Photo-based referring expression data
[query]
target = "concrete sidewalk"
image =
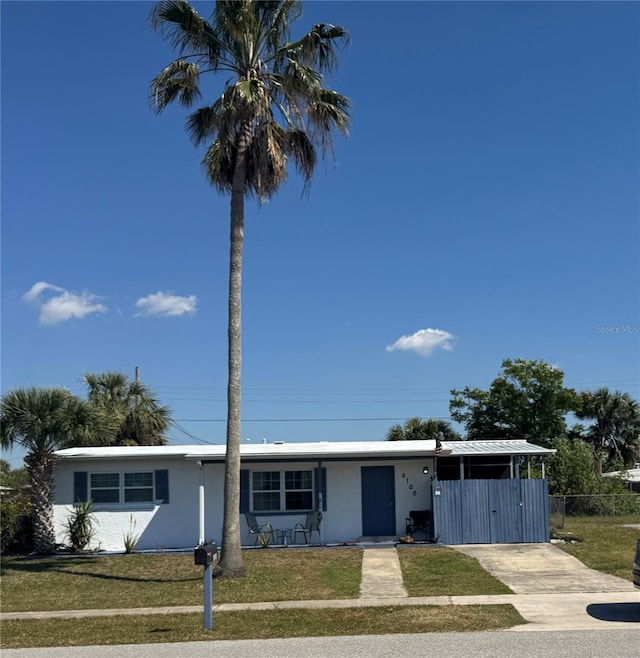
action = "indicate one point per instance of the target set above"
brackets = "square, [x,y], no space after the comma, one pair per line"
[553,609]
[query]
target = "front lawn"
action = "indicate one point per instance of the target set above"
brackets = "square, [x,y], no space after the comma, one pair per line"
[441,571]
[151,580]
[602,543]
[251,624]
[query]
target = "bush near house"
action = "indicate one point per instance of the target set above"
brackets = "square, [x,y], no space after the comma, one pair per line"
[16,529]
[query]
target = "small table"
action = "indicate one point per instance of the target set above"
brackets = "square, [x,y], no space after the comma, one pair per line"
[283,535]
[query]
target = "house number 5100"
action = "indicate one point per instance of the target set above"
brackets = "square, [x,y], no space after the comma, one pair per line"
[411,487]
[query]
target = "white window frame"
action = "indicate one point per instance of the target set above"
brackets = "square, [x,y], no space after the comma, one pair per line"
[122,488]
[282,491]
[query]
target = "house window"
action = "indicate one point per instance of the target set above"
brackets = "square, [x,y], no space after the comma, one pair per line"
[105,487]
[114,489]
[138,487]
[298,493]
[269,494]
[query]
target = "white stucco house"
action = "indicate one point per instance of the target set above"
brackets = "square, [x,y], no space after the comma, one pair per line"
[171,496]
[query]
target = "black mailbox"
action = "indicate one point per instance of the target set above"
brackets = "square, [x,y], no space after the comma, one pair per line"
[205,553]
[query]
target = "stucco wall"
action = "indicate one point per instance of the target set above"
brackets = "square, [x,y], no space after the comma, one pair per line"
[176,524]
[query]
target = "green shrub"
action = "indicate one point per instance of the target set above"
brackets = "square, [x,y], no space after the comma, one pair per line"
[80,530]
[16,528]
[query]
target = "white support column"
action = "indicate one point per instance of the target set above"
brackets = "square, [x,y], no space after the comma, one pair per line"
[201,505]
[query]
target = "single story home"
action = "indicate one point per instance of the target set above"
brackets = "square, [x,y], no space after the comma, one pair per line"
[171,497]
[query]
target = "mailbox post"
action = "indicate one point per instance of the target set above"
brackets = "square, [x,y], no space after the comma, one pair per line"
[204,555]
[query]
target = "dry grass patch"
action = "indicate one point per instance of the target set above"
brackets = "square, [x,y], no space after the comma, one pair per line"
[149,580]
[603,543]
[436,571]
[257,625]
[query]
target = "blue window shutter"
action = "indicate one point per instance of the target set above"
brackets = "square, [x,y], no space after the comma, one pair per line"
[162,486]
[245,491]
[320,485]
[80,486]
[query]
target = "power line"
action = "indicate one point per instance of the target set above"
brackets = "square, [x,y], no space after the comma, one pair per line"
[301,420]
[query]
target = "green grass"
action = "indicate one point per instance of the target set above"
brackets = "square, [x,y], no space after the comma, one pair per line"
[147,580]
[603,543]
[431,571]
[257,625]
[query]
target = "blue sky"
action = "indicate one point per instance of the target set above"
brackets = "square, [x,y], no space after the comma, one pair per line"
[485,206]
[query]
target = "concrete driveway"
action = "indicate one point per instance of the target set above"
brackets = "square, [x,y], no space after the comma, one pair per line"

Your goal |
Whenever the string "white" turns up in a line of the data, copy that line.

Answer below |
target = "white window frame"
target = "white stucco house"
target = "white support column"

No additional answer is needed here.